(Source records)
START
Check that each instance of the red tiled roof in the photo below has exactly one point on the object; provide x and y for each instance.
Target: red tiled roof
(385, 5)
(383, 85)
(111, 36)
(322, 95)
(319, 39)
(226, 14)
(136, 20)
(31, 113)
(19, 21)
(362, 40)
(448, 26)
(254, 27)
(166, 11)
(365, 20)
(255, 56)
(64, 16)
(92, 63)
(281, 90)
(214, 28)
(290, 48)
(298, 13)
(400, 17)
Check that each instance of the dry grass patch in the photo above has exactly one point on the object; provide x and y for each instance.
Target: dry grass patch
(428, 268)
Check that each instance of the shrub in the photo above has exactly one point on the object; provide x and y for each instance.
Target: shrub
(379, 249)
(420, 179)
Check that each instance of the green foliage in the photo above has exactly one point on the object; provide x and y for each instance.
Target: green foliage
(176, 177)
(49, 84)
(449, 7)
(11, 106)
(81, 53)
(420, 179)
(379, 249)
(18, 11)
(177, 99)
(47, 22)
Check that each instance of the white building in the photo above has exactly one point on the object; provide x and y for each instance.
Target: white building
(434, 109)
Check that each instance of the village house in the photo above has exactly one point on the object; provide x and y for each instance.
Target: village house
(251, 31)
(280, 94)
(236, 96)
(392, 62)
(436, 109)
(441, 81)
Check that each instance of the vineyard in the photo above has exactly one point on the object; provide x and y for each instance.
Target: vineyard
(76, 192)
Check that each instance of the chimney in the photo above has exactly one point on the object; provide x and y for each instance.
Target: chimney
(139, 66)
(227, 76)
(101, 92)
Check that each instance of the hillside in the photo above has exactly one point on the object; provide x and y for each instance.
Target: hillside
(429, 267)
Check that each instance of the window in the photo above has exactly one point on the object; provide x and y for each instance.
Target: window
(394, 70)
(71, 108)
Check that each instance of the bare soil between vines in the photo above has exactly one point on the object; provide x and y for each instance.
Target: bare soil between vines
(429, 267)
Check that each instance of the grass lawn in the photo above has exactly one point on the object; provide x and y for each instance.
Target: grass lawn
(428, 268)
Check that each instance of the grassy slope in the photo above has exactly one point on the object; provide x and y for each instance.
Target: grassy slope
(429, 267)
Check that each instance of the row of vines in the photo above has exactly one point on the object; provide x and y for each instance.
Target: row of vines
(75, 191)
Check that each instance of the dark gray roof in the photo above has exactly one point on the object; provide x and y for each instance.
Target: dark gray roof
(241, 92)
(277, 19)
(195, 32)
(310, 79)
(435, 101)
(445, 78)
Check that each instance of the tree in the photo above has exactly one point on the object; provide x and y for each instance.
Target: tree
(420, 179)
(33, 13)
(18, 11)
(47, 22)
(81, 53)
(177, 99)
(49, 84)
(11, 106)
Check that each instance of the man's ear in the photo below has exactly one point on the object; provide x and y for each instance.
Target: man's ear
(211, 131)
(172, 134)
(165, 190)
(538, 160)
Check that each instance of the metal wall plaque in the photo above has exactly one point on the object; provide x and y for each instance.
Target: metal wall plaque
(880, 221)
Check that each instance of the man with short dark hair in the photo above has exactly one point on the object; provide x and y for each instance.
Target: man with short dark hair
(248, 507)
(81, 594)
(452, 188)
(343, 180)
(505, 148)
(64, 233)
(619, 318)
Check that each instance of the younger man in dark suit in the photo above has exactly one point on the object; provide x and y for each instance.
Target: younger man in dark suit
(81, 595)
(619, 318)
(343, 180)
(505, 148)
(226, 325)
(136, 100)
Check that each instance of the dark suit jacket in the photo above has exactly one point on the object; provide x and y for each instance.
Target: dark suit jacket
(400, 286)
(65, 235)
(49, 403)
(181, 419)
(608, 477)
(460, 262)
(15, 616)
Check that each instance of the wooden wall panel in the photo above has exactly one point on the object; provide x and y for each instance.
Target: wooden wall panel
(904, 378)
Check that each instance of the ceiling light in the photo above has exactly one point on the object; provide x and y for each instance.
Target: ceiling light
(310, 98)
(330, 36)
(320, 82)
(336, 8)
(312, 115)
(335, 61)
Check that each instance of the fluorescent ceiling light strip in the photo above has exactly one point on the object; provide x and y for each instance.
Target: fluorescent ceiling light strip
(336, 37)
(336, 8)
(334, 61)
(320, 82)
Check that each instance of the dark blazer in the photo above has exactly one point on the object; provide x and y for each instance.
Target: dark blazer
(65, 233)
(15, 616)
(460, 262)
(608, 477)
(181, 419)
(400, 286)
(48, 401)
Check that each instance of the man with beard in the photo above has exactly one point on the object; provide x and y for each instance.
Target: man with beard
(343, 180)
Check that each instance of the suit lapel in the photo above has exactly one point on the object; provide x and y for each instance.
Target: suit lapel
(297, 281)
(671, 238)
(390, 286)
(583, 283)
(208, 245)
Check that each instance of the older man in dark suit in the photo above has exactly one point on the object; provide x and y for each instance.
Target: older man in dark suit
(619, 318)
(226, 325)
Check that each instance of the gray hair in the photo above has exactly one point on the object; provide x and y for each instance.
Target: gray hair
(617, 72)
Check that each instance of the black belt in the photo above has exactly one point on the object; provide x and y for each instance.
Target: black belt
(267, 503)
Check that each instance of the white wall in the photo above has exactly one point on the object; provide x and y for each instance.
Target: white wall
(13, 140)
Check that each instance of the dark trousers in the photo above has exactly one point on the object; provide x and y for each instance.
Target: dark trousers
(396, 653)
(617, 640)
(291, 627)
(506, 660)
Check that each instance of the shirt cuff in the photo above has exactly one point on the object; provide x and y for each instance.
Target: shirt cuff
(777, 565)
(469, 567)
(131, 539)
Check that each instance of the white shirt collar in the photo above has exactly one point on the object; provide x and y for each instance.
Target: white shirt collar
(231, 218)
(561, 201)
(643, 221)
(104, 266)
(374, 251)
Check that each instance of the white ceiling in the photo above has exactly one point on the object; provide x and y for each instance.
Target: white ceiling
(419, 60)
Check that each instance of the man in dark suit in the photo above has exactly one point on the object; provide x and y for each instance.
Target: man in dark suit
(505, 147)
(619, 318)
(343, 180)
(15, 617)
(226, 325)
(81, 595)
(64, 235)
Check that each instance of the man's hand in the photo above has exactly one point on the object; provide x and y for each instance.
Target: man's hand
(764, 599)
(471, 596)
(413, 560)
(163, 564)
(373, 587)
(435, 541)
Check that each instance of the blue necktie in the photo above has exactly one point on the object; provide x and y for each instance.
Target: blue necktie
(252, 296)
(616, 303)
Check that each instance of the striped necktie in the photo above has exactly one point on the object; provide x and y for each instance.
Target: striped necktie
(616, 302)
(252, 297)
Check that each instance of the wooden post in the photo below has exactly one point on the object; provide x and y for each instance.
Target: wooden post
END
Work required — Each line in the material above must be retyped without alteration.

The completed task —
Check that each instance of the red tiled roof in the photo below has exactly one point on the object; provide x and y for each instance.
Target: red tiled roof
(385, 5)
(383, 85)
(111, 36)
(322, 95)
(319, 39)
(226, 14)
(136, 20)
(31, 113)
(19, 21)
(362, 40)
(448, 26)
(254, 27)
(166, 11)
(365, 20)
(255, 56)
(64, 16)
(92, 63)
(281, 90)
(214, 28)
(290, 48)
(298, 13)
(400, 17)
Check that each instance of the dry grass patch in the photo above has exactly one point on the object; provide x and y for each instance.
Target: dry grass patch
(428, 268)
Check that each instance of the shrub in the photo above has exactly one point on the object; provide x and y for each instance.
Target: shrub
(379, 249)
(420, 179)
Check that each instance of the green foliage in the photo above has exactly one point on the object; provide x and y for each instance.
Target: green foliage
(176, 177)
(49, 84)
(449, 7)
(11, 106)
(81, 53)
(420, 179)
(379, 249)
(18, 11)
(177, 99)
(47, 22)
Check that each instance of the white building in the photo above has exactly one point on the object; provide x and y for each instance.
Target: white building
(434, 109)
Check that each instance of the village house in the photo above has exactly one point on the object; provide x and y for each instance.
Target: village house
(251, 31)
(280, 94)
(236, 96)
(392, 62)
(436, 109)
(441, 81)
Check that each instance of the vineyard in the photo above has exactly one point on the object; provide x and y for each instance.
Target: vineyard
(76, 192)
Check that each instance of the chimney in the photo above has exactly one point on the object; provide x and y for each instance.
Target: chimney
(139, 66)
(227, 76)
(101, 92)
Check that each instance of the hillside in the photo above has exactly one point on the object; provide x and y for each instance.
Target: hillside
(429, 267)
Check that each instance of the window in the photo above has exactly one point on the object; provide x and y for each instance.
Target: window
(394, 70)
(71, 108)
Check that each instance of the bare soil between vines in the photo above has exactly one point on the object; provide x and y for each instance.
Target: bare soil between vines
(429, 267)
Check that each instance of the grass lawn in the photo above has exactly one point on the object; provide x and y for each instance.
Target: grass lawn
(428, 268)
Check that each instance of the grassy slope in the photo above has exactly one point on the object; provide x and y for each instance.
Target: grassy slope
(429, 267)
Check that each instance of the row of vines in the photo above has exactly one point on the object; provide x and y for each instance.
Target: row of vines
(75, 191)
Check that each instance of the dark gray roof in the photo above has exactly one point on the object; provide x and y for each instance.
Target: dark gray roof
(241, 92)
(277, 19)
(195, 32)
(310, 79)
(435, 101)
(445, 78)
Check that each instance of the tree in the photo above has exactly one point on the object; provide x and y for each instance.
Target: tree
(420, 179)
(33, 13)
(18, 11)
(47, 22)
(81, 53)
(177, 99)
(49, 84)
(11, 106)
Check that each instance of the man's ear in the photo below has exactly one point on the object; provide x and y for each instance.
Target: man's ear
(211, 131)
(172, 134)
(165, 190)
(538, 160)
Check that each instance of the metal wall plaque in the photo above has exactly one point on the object; provide x and y for each instance.
Target: metal wall plaque
(880, 221)
Check that each instance of the man with short dark hair in the photo above has exactly one point on the object; provide x and y for each instance.
Target: man with short dark hair
(248, 507)
(81, 594)
(452, 188)
(343, 180)
(505, 148)
(64, 233)
(619, 318)
Check that each instance of the younger man in dark suit in the photo above has exactly one point on the object; provide x and y for each instance.
Target: younger man in dark suit
(81, 595)
(619, 318)
(343, 180)
(505, 148)
(226, 325)
(136, 100)
Check that each instance of the dark suit jacket in the photo above has exactly one point on the object; provide x and y for each instance.
Target: dark suit jacket
(400, 286)
(65, 235)
(49, 403)
(181, 419)
(608, 477)
(460, 262)
(15, 616)
Check that each instance of the wooden wall panel in the photo above has exactly one point on the object; provide x and y for each instance.
Target: wooden wall panel
(904, 378)
Check that each instance of the ceiling light in the photo above has exactly one point on the object; provide x and y for each instance.
Target: ceiling light
(310, 98)
(330, 36)
(320, 82)
(336, 8)
(312, 115)
(335, 61)
Check that each instance of the fluorescent ceiling light strip in the photo above has exactly one point on the object; provide x and y for each instance.
Target: fluorescent ceiling light strip
(336, 37)
(336, 8)
(334, 61)
(320, 82)
Check that each instance of the dark blazer in the photo above has exactly one point on the object; provide x and y for each instance.
Target: dark blazer
(65, 233)
(15, 616)
(460, 262)
(608, 477)
(181, 419)
(400, 286)
(48, 401)
Check that each instance of the man with beard in the photo above has exactly one point on the object; provide x and y for each instance.
Target: man with beard
(343, 180)
Check that each instance of the suit lapel in the photo above has exactly one point on the object; provide x and y for each instance.
Target: suit lapel
(297, 281)
(671, 238)
(390, 286)
(583, 283)
(208, 245)
Check that each instance of the older man in dark suit in the photo above has exactly one point on the object; provide x and y for each instance.
Target: older man in dark suit
(619, 318)
(226, 325)
Check that each instance of the gray hair in the photo above has exactly one point on the object; provide x and y for each instance.
Target: gray hair
(617, 72)
Check that each instance of the black belt in the photo above has exactly one point on the object; provide x and y for each instance.
Target: black belt
(267, 503)
Check that each instance of the white wall in the photo above has exactly one point on the object; provide x and y for each instance.
Target: white wall
(13, 140)
Check that each instance of the dark trousers in the photo above has exactly one point on the object; provide x and y for each instance.
Target: dark trousers
(396, 653)
(617, 640)
(291, 627)
(506, 660)
Check that each instance of the shirt cuff in the photo above has exactly one point on the object; provide x and y for each instance.
Target: shirt cuff
(777, 565)
(469, 567)
(131, 539)
Check that each instance of the white shirt collar in the photo above has exactly one point on the object; provide x and y for each instance.
Target: white shirt collar
(231, 218)
(561, 201)
(643, 221)
(104, 266)
(374, 251)
Check that each instance of the white ceiling in the photo above has exactly one point on the object; provide x and y for each instance.
Target: white ceiling
(419, 60)
Check that each instance of the man in dark suit in the photo above has exactly one point on the object; provide x and y for each instance.
Target: man in dark suit
(505, 147)
(619, 318)
(343, 180)
(15, 617)
(226, 325)
(81, 595)
(64, 235)
Check that each instance of the man's hand in the photo above has exactly one point on the object; provide x and y for each instance.
Target: man's hand
(764, 599)
(471, 596)
(413, 560)
(163, 564)
(373, 587)
(435, 541)
Check that each instance of the blue necktie in the photo above has exactly one point on the object; provide x and y for each instance.
Target: blue necktie
(252, 296)
(616, 303)
Check that each instance of the striped necktie in the photo above has exactly one point on the object; provide x and y for each instance.
Target: striped necktie
(616, 302)
(252, 297)
Check that each instance of the wooden post in the photo below has exactly one point on the object; provide x and y for each instance.
Target: wooden post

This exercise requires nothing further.